Starting at the line containing "Please mark the worker" and running through the end of the material, rewrite that part with "wooden plank" renamed to "timber board" and everything else left unchanged.
· · · · · · ·
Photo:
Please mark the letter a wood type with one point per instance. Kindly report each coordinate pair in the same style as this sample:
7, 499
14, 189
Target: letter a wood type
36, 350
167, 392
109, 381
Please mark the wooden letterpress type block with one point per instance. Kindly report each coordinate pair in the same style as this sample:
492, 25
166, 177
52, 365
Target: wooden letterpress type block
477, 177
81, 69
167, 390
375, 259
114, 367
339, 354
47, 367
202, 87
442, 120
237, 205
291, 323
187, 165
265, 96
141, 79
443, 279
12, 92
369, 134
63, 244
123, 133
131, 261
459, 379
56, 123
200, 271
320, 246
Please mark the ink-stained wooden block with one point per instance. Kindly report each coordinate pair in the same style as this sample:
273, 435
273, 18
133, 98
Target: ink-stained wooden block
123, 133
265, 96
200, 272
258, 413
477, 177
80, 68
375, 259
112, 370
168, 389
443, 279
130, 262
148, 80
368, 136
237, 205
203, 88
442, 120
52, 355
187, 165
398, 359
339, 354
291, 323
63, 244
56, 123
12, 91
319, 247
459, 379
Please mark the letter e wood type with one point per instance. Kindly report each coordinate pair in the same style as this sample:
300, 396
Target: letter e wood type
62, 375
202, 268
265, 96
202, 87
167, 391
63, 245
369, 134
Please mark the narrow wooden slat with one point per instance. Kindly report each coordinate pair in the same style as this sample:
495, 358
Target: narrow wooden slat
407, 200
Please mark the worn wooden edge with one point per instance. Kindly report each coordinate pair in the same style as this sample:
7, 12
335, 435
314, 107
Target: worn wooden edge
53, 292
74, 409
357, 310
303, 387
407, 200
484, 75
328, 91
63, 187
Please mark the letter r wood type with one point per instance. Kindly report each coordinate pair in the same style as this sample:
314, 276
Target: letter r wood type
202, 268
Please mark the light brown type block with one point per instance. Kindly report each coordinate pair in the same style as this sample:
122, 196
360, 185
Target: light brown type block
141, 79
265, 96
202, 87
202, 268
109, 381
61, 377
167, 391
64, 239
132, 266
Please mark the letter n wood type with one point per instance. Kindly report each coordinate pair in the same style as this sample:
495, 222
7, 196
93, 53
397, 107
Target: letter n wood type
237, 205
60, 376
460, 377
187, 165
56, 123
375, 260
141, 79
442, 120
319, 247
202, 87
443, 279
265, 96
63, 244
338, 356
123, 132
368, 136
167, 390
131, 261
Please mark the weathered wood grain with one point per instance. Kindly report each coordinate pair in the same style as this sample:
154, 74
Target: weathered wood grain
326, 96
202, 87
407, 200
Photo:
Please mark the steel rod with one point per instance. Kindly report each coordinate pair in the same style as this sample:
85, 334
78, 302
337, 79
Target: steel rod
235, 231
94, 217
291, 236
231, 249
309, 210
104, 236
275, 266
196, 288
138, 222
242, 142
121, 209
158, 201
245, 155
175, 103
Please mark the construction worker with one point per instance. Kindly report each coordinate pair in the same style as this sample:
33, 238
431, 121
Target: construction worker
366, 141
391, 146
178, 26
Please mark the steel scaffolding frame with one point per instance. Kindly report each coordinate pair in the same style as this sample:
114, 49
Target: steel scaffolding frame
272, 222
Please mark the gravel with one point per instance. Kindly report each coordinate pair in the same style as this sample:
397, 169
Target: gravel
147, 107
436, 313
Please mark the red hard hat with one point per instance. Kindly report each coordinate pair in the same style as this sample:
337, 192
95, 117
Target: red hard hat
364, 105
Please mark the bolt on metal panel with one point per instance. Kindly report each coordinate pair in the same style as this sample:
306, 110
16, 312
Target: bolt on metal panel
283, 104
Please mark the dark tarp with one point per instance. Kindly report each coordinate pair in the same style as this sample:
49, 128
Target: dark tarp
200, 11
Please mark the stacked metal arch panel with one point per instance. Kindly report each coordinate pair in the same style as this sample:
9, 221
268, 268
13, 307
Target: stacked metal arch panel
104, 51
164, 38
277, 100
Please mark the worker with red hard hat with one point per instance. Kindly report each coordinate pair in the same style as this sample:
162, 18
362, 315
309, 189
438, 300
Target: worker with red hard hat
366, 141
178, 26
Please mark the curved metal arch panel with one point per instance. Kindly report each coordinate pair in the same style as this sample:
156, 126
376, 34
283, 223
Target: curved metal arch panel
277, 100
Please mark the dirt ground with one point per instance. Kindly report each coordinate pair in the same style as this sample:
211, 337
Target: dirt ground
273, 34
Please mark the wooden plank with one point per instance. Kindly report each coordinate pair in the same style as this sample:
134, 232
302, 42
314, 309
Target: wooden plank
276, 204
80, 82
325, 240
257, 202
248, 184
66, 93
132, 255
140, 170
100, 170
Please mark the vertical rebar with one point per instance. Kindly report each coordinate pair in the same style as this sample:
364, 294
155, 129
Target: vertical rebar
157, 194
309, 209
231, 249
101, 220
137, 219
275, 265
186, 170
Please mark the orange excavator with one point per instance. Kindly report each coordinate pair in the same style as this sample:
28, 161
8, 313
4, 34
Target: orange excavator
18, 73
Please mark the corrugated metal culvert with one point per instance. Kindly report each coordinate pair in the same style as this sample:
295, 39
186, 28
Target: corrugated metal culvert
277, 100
· · · · · · ·
* [Written answer]:
Please mark the worker with red hard hat with one point per instance. Kindly report each coordinate pair in the same style as this sample:
162, 18
362, 315
309, 189
438, 300
Target: worker with red hard hat
366, 141
178, 26
Please mark the curved metal arch panel with one point per instance. Kindly report each coordinate pair in the same style as this sample:
156, 126
376, 34
283, 223
Target: curved metal arch panel
277, 100
Please mark the dirt ground with one point per instance. Kindly report each coordinate pair in the same style as this sample:
211, 337
Target: dirt ground
273, 34
Please mark the timber board with one point per instance. Kindly report each coordinate pair in the same style as this sample:
134, 232
302, 42
314, 309
Target: timber board
276, 204
80, 82
325, 240
257, 202
248, 184
66, 93
132, 255
140, 170
100, 170
Please mark the vertical rebar with one point per instance. Kindly report each coordinate pair in the same style as this sample:
364, 294
155, 129
Target: vertical rebar
157, 194
309, 209
231, 249
101, 220
137, 219
275, 265
186, 170
Please mark the orange excavator with one point per instance. Kindly report each coordinate pair in the same style as this sample:
28, 161
8, 313
4, 34
Target: orange excavator
18, 73
Please mark the corrugated metal culvert with one point per instance. Kindly report each coordinate pair in the same style as this sample:
295, 39
186, 28
Target: corrugated metal culvert
277, 100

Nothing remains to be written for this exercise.